§ **TASK TO CARRY OUT**
Quote the full art therapy post on why things go awry, shown below, word for word.

§ **PAGE TEXT**

|Art Therapy Exercise|
Why Do Things Go Awry?
Why is that? Life is going on smoothly then all of a sudden a friend gets angry, a job opportunity goes out the window or family member is in trouble. Whatever the scenario is, it appears that life is falling apart. If two things go array, then I wait for the third. Habit I guess. Or a belief that things will magically turn around after the third disappointment. When we are happily moving through life why do we seem to miss a step and then fall flat on our face? Well, we could blame it on the Wheel of Fortune, the concept that we will eventually become down, or karma, or that things fall apart so we can appreciate what is working.
Maybe dips, dark periods, down times, chaos happens so we can wake up, let go of old ways and become liberated from our patterns. Maybe things fall apart because they have run their course and there is nothing sustaining them any longer.
I have just experienced a disappointing run of what I would label bad luck or bad things happening to me. When I examine each one, the truth is that I always had a doubt or halfhearted desire or fear that they were not what I wanted. I just ignored that feeling and hoped that things would be okay. When these relationships fell apart and the conflicts occurred, they really were just a reflection of my original doubt, fear or not wanting. In truth I see that I was not emotionally, cognitively or spirituality really aligned with any of them. But I also did not want the relationships or opportunities to be disruptive. A part of me knew that they could be and would eventually be.

§ **PROVIDED DATA**
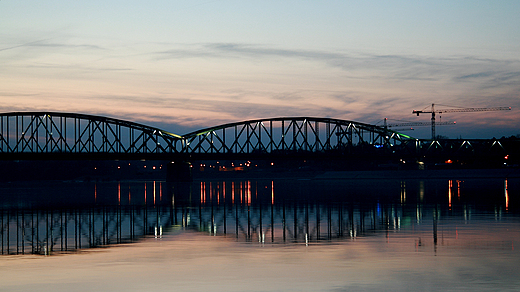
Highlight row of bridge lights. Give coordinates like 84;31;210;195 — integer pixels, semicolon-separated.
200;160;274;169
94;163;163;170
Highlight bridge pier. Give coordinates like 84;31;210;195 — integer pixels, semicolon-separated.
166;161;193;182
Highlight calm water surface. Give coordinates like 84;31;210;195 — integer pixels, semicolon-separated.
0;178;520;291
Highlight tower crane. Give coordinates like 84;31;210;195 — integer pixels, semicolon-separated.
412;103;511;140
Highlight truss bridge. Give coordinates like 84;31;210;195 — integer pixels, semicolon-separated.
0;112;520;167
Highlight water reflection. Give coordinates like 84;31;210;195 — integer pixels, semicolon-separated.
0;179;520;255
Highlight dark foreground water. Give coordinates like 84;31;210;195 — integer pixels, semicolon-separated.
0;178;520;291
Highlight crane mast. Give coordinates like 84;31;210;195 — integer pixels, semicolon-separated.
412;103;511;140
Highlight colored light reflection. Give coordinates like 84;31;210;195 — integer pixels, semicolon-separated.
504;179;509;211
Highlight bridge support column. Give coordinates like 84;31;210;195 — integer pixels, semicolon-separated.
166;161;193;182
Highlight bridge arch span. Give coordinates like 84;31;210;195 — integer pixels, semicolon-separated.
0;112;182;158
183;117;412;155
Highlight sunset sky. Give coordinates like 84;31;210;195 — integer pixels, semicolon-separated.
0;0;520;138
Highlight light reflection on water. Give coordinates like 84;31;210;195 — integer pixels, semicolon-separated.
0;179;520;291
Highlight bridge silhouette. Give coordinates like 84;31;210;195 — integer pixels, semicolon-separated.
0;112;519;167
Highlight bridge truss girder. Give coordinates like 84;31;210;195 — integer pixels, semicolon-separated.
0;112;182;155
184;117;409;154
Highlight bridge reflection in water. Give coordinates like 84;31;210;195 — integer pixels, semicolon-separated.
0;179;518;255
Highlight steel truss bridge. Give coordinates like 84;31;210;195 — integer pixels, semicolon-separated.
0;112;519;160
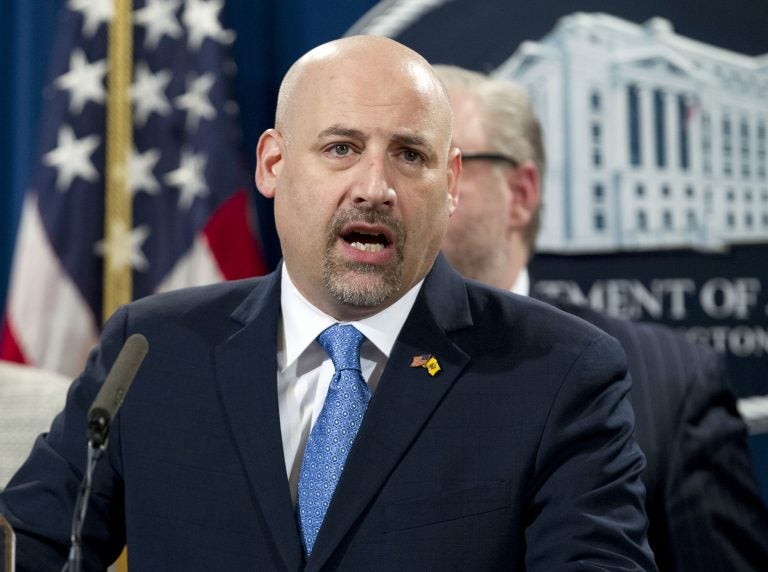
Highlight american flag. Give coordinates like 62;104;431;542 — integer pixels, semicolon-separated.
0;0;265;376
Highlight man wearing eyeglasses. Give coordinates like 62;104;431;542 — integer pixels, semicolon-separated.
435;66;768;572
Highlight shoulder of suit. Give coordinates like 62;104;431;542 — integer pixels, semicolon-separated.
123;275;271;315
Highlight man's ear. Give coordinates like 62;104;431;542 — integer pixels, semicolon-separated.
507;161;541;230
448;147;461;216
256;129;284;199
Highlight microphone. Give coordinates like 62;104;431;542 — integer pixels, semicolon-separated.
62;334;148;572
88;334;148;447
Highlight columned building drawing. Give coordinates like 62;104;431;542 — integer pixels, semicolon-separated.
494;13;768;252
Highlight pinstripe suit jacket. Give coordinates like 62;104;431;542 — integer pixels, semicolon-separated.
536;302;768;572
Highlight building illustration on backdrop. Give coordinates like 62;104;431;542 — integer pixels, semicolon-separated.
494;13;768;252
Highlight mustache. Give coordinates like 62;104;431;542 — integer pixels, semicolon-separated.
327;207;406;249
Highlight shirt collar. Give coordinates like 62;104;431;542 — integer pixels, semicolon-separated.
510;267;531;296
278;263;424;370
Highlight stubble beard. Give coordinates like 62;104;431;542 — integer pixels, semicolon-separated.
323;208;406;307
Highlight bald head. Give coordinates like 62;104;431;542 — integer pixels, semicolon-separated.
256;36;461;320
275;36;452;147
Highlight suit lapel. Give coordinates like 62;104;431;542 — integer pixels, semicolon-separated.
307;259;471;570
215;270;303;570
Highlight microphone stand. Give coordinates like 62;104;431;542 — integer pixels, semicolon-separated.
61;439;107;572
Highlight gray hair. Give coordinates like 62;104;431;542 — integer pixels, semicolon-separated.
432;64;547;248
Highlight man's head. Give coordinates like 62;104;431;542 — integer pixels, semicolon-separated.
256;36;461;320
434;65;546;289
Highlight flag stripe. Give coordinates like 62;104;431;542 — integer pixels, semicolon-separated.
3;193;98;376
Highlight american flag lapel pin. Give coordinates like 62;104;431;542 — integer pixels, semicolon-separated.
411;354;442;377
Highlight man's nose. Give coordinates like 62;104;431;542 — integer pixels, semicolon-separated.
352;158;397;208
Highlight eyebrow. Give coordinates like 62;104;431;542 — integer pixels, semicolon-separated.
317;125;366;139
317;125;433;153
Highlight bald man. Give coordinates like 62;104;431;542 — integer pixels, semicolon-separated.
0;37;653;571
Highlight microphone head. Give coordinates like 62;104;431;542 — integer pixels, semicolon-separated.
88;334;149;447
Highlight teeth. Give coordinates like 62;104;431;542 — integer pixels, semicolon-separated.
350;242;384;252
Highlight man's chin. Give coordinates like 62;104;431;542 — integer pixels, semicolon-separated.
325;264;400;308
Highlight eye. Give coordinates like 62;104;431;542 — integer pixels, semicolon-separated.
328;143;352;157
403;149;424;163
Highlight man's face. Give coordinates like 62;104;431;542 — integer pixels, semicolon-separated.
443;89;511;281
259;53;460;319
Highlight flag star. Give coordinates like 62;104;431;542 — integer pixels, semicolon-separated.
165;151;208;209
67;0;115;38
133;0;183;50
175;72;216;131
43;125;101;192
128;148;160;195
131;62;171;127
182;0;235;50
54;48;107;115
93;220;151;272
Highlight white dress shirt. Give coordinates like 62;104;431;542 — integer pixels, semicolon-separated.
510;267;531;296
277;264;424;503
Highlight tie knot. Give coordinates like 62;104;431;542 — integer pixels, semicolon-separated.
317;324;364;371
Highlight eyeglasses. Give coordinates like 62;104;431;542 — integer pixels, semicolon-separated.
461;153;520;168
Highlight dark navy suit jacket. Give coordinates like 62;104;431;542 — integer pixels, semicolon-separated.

§ **ANSWER FOR THIS EXERCISE**
|Art Therapy Exercise|
Why Do Things Go Awry?
Why is that? Life is going on smoothly then all of a sudden a friend gets angry, a job opportunity goes out the window or family member is in trouble. Whatever the scenario is, it appears that life is falling apart. If two things go array, then I wait for the third. Habit I guess. Or a belief that things will magically turn around after the third disappointment. When we are happily moving through life why do we seem to miss a step and then fall flat on our face? Well, we could blame it on the Wheel of Fortune, the concept that we will eventually become down, or karma, or that things fall apart so we can appreciate what is working.
Maybe dips, dark periods, down times, chaos happens so we can wake up, let go of old ways and become liberated from our patterns. Maybe things fall apart because they have run their course and there is nothing sustaining them any longer.
I have just experienced a disappointing run of what I would label bad luck or bad things happening to me. When I examine each one, the truth is that I always had a doubt or halfhearted desire or fear that they were not what I wanted. I just ignored that feeling and hoped that things would be okay. When these relationships fell apart and the conflicts occurred, they really were just a reflection of my original doubt, fear or not wanting. In truth I see that I was not emotionally, cognitively or spirituality really aligned with any of them. But I also did not want the relationships or opportunities to be disruptive. A part of me knew that they could be and would eventually be.